## Text provided
The post-World War I era was a turning point in radio broadcasting history. During the war, only a select group of organizations were permitted to continue working on radio transmitters and receivers. Westinghouse made great strides during this time, and during the postwar era, many radio stations were founded, several of which were started by local newspapers. Pittsburgh's KDKA claims to have been the first fully functional radio station in the U.S., though this has been disputed.
Since stations quickly started accepting paying advertisers, the United States never imposed license fees for radios the way other countries did. The Radio Act of 1927 established the Federal Radio Commision, which a few years later was renamed the Federal Communications Commission, or FCC. The FCC continues to regulate and oversee broadcast stations and the content they air to this day.
Within a decade, by 1931, most households in the United States owned a radio. A few years later, in 1934, independent radio stations banded together for the first time to create a system for sharing syndicated content. The FCC then declared that NBC, which at the time was strictly a radio network, must sell its Blue Network division. The Supreme Court upheld this decision in 1943, stating that the scarcity of radio waves meant that the FCC was correct in taking action to prevent any one company from controlling too much of the spectrum. The Blue Network eventually became ABC. CBS was also operating as a radio broadcasting network by this point. Many of the radio networks were airing serialized soap operas in the afternoons. The first soap opera was created by a Chicago radio station in 1930. The genre earned its name because Procter & Gamble was a major sponsor of several shows, and in time, the company actually produced its own soap operas as well. Only one radio soap opera, Guiding Light, successfully transitioned from radio to broadcast television. In fact, Guiding Light aired on CBS until the fall of 2009 and was the last of the Procter & Gamble soap operas.
World War II, the Post-War Era, and the Arrival of Television: Another Milestone in Broadcasting History
During the 1930s, scientists and the broadcast industry started heavily experimenting with television. Much like World War I delayed radio for a few years, World War II slowed the progress of introducing television to the masses. But by 1946, ABC, CBS, NBC, and the DuMont network were all regularly broadcasting television content. DuMont stopped broadcasting during the 1950s; 30 years later, many former DuMont stations became the first stations of the Fox Network.
Radio was still going strong, though. During World War II, radio proved its value in being able to quickly transmit information to the entire country at the same time. For example, the attack on Pearl Harbor in 1941 was reported to the entire country nearly at the same time. Before radio, people would only learn about breaking news when their local newspaper put out its next edition. Radio soap operas and dramas, including familiar names like Perry Mason, were far more popular than anything offered on television, in large part because there was still so much more content on the radio and because far more households owned radios than televisions. In 1950, only 9% of households owned a television. But just four years later, in 1954, almost 56% of households had a television. By 1962, 90% of households owned a television. One reason television sales skyrocketed was the breakout popularity of network programs like I Love Lucy.

## Data section
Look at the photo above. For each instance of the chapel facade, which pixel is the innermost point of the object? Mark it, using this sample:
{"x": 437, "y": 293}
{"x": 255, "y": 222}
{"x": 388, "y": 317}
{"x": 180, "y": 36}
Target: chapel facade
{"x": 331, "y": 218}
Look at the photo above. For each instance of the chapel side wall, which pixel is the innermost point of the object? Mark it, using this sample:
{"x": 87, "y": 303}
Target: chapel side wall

--

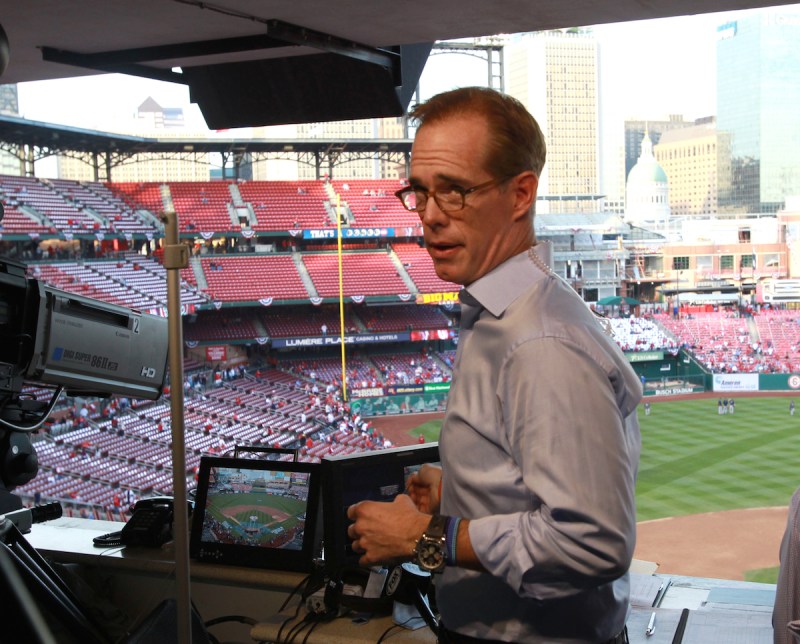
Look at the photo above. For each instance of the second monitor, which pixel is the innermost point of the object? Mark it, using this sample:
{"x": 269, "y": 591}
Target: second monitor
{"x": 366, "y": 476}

* * *

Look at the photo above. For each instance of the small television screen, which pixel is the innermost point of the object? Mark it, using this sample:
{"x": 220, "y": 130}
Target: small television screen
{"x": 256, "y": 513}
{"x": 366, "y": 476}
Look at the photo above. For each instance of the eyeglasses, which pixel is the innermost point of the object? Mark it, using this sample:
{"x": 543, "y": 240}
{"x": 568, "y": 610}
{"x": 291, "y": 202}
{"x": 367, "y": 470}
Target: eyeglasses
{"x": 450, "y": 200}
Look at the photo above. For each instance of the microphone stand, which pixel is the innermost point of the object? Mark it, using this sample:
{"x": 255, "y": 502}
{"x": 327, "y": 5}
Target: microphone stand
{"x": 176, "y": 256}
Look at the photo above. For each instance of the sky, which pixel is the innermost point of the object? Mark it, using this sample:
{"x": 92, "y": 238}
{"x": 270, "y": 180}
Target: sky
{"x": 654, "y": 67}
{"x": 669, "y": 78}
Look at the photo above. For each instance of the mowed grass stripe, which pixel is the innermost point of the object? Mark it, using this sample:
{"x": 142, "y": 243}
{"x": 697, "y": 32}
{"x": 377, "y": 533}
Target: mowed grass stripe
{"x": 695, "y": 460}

## Task requirements
1. Shorten the paragraph of the broadcasting history text that begins "During the 1930s, scientists and the broadcast industry" while keeping its main facts.
2. Copy the passage of the broadcasting history text between "The post-World War" and "has been disputed.", inclusive.
Work only from the broadcasting history text.

## Worked answers
1. In the 1930s, scientists and the broadcast industry experimented heavily with television. World War II slowed its introduction to the public, much as World War I had delayed radio. By 1946, ABC, CBS, NBC, and DuMont were all broadcasting television regularly. DuMont stopped broadcasting in the 1950s, and 30 years later many of its former stations became the Fox Network's first stations.

2.
The post-World War I era was a turning point in radio broadcasting history. During the war, only a select group of organizations were permitted to continue working on radio transmitters and receivers. Westinghouse made great strides during this time, and during the postwar era, many radio stations were founded, several of which were started by local newspapers. Pittsburgh's KDKA claims to have been the first fully functional radio station in the U.S., though this has been disputed.